→ **記述問題**
記事の抜粋によると、取材当時、ビッグイシューが一冊売れたときの販売者の取り分はいくらですか？

ホームレスに弟子入りした話 コラアゲンはいごうまん

 肌寒い季節になると、福岡の地が恋しくなります。気候が暖かいから、ではありません。福岡には、僕が尊敬する不器用な達人がいるのです。

 繁華街の町角で薄い雑誌を掲げながら立っている人を、みなさん一度は見たことがあると思います。

 雑誌の名前は、ビッグイシュー(THE BIG ISSUE)。記事の内容は、振り幅が物凄くて……海外セレブやハリウッドスターのインタビューに始まり、国内の著名人、音楽ネタ、料理のレシピまで掲載。果ては、アメリカ大統領を表紙にした号もあるのです。

 その中で、ビッグイシューを象徴している記事が、ホームレスによる人生相談です。ご存じの方も多いと思いますが、ビッグイシューは、もともとホームレスの仕事を作り、自立を支援すると言うコンセプトの元で、イギリスの企業が始めた支援事業なのです。。

 つまり販売している人は全員ホームレス。値段は、一冊350円ですが、取材当時は一冊300円で売られていました。30ページ前後の冊子としては少し高額なような気もしますが、実はこの雑誌は一冊売れると140円が出版社へ、残りの160円が販売したホームレスの人達の取り分になるのです。

 福岡でのライブを控えた僕へのミッションが、このビッグイシューの販売員になってほしい、というものでした。

 しかし販売員になるにはホームレスであることが必須条件のはず……。

→ **表示データ**
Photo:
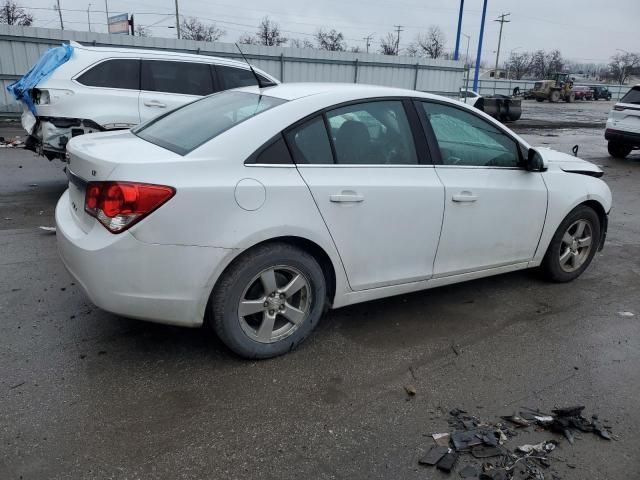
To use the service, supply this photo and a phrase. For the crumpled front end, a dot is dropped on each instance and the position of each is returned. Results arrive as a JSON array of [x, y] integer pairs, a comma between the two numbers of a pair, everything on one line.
[[49, 135]]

→ **解答例**
160円です。